Not that I really needed a scientific form of measurement; I was there, too. I was witness to all the couch jumping, decorative-ball throwing, screaming contests (literally) and, for the grand finale, kid-ese for "it is time to go," the wadding up of magazine pages and for game of throwing them at my host and her tiny baby.

I know that our visits to the homes of others is like a home invasion from the local street gang. Brigham and I have tried to console ourselves with jokes about how we need to take back the night (and day) from the neighborhood gang (that lives in our home) and in whom we live in fear. I will never forget the look of sad defeat in Brigham's face during that Sunday School Meeting when one of the boys snatched Brigham's new iphone away from him and cackled, truly cackled, in his face the way a bully would to a small victim. That was the day I realized that the kids were like a street gang, only without the drugs and guns. I think. Even a visit to a store or the pool will rapidly deteriorate into an amphibeous assault upon enemy territory. I know that people often feel embarrassed for me, but the worst part is that they don't need to because I gave up any hopeful aspirations that would bridge me over to the disappointment that would make embarrassment even possible a really long time ago.

I do not mean to say that they are bad kids. They aren't (usually). They are wonderful. They are my favorite people. They are just wild and uncivilized. They are little boys. I feel boys need a better spokesman to act as an agent for them to the world. The planet doesn't seem to understand little boys. Mothers of boys understand them, but only for the years during which their kids are young, and then the same magic that enables children to hear the tinkling of Santa's sleighbell evaporates and those mothers, too, turn into the tone deaf Unbelievers in What Little Boys are Capable Of.
========
• [Written task 1] In the passage about the boys, what did one of them snatch from Brigham during the Sunday School Meeting?
• [Written task 2] Copy the passage about the boys between "Not that I really" and "her tiny baby.", inclusive.

[Data entries]
========
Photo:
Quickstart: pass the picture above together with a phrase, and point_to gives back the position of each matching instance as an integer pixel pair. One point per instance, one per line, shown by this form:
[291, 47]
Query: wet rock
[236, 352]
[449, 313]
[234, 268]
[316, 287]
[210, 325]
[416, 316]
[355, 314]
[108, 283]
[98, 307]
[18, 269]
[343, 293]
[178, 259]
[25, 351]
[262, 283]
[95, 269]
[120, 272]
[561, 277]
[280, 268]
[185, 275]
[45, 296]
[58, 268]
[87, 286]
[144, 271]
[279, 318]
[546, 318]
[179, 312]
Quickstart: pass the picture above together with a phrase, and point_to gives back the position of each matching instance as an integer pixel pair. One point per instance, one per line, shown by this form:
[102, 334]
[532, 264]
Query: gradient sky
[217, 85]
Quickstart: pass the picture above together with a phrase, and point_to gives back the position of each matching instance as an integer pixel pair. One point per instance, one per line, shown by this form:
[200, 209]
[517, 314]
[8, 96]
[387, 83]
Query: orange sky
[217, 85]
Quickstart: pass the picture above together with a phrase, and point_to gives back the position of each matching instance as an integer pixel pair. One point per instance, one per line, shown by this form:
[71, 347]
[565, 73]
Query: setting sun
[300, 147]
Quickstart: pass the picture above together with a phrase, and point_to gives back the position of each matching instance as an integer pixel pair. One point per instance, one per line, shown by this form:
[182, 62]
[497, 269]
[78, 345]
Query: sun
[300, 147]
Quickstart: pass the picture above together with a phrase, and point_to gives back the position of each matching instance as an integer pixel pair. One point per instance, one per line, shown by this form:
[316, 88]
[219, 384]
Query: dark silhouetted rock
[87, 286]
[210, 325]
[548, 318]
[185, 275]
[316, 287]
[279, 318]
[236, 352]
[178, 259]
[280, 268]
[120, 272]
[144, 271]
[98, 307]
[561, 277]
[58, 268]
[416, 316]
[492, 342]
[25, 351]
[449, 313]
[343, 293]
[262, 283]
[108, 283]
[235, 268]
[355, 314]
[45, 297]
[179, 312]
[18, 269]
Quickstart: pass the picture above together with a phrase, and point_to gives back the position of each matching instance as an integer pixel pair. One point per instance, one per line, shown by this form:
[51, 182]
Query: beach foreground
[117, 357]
========
• [Complete response 1] Brigham's new iphone.

• [Complete response 2]
Not that I really needed a scientific form of measurement; I was there, too. I was witness to all the couch jumping, decorative-ball throwing, screaming contests (literally) and, for the grand finale, kid-ese for "it is time to go," the wadding up of magazine pages and for game of throwing them at my host and her tiny baby.